▶ EXERCISE DIRECTIONS
Scan the lines below and report each one containing "scrubby" by copying it.

### DATA FOR THIS TASK

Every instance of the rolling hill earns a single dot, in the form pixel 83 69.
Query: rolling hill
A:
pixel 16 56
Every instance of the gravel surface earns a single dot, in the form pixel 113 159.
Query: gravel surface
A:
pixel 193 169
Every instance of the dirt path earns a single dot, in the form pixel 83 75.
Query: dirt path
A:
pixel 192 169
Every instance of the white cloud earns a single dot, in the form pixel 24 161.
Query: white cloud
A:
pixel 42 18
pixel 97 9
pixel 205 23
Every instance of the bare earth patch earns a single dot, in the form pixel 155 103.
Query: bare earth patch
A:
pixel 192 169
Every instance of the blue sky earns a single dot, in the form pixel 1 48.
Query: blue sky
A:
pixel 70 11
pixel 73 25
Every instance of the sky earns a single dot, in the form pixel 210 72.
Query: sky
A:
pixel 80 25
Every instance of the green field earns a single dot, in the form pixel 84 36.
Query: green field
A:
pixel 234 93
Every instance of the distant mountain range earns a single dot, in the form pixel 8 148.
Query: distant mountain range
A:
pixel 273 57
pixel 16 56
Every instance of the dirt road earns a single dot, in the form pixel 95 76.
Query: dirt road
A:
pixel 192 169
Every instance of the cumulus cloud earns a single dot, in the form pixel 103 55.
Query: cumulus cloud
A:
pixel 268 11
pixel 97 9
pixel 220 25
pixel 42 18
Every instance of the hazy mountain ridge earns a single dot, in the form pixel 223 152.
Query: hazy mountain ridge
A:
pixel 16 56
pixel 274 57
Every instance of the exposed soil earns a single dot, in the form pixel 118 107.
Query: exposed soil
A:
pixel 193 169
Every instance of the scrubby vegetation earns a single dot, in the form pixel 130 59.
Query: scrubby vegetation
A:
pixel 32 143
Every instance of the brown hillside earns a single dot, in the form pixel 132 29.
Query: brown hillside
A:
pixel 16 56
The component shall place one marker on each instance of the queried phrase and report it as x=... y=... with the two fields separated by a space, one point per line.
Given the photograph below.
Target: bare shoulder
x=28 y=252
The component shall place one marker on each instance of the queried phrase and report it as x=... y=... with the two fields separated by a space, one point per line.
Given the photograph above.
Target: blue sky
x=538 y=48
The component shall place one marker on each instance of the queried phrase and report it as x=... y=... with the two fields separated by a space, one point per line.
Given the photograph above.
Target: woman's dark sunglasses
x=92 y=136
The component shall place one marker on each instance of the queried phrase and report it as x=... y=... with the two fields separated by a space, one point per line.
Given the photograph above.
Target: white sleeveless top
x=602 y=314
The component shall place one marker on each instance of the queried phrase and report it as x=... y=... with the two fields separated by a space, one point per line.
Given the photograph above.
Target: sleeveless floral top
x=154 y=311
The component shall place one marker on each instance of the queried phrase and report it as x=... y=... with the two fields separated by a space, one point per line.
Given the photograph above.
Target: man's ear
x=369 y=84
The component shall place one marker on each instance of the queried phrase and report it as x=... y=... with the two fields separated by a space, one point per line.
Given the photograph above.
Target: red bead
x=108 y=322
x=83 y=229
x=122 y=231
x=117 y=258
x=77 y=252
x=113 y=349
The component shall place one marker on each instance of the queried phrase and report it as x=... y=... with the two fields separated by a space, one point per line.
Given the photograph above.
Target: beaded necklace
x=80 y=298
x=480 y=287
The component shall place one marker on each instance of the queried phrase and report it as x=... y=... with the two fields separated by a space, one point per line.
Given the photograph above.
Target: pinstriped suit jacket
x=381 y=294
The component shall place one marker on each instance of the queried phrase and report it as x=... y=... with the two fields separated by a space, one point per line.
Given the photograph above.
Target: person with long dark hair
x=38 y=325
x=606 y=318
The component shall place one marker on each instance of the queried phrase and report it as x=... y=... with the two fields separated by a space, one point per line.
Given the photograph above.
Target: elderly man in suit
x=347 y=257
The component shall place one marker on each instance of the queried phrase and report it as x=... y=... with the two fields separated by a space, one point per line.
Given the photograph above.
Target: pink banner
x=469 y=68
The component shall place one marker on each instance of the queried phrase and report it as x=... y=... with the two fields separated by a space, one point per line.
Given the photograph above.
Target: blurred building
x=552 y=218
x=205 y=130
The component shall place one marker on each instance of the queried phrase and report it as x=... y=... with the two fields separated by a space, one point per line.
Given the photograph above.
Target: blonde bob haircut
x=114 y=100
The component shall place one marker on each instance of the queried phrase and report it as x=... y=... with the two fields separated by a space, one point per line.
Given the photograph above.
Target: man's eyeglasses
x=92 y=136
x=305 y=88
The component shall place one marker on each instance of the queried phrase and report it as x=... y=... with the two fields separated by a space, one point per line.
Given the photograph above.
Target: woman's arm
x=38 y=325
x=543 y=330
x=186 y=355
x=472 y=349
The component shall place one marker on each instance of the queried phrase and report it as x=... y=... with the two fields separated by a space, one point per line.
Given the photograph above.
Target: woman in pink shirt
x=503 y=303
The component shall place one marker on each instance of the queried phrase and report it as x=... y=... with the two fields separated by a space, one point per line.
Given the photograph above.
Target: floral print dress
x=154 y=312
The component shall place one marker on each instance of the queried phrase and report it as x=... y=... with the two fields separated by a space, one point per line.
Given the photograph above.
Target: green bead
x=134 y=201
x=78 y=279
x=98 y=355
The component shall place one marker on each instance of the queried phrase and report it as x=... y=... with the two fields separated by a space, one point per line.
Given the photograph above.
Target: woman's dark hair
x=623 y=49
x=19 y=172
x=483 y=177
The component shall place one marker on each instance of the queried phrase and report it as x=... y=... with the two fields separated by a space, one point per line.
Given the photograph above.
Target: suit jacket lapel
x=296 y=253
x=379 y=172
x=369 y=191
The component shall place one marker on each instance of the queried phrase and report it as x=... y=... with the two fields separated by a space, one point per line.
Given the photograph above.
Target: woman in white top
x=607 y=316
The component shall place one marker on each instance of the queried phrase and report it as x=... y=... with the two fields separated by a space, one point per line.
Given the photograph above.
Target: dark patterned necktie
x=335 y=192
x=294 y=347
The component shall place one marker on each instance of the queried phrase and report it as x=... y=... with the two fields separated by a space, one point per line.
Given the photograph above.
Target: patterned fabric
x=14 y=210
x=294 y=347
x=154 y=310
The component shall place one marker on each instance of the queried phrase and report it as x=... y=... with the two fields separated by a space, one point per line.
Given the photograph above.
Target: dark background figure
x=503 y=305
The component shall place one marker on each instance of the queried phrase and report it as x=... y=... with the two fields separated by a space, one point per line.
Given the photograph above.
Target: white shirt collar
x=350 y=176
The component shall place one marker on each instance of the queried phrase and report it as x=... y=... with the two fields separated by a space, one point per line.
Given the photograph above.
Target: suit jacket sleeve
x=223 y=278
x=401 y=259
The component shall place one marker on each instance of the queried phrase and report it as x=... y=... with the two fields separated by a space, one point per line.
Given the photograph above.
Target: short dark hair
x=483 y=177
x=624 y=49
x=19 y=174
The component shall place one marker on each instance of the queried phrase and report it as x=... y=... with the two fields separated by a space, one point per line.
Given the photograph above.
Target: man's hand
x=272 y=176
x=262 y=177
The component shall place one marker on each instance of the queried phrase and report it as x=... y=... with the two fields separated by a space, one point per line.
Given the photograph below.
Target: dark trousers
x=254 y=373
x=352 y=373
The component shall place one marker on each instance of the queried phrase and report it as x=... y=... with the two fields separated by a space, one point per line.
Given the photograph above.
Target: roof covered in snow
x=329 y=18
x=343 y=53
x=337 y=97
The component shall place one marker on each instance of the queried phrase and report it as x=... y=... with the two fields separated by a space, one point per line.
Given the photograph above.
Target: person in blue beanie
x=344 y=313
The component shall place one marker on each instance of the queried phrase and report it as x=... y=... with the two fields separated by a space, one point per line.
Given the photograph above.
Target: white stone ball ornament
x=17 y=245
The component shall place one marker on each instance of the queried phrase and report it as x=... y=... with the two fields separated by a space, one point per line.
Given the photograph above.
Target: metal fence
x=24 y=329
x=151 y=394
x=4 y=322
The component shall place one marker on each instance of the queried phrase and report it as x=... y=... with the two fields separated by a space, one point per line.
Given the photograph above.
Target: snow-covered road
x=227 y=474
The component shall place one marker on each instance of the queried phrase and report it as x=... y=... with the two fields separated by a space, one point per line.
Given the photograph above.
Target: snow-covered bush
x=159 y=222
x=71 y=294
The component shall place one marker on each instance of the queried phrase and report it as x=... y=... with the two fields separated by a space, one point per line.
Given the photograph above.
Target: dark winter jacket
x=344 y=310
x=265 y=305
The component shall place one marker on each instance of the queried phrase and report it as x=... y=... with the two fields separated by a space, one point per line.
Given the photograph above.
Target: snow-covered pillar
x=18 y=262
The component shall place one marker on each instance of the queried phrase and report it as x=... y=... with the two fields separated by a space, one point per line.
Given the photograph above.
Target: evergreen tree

######

▶ RESPONSE AREA
Every instance of the scrubby vegetation earns a single dot, in the form pixel 130 59.
Query: scrubby vegetation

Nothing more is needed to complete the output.